» Brief:
What is needed is an exact copy of the data that follows.
[Opening Input data section]
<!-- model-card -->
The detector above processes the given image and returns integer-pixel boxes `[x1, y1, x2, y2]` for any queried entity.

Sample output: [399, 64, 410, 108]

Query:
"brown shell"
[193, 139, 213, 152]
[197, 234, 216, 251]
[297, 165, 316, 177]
[Closing Input data section]
» Output for this task:
<!-- model-card -->
The detector above processes the given image and returns integer-pixel boxes `[x1, y1, x2, y2]` for any queried entity.

Sample output: [399, 64, 410, 108]

Query:
"brown shell"
[193, 139, 213, 152]
[197, 234, 216, 251]
[297, 165, 316, 177]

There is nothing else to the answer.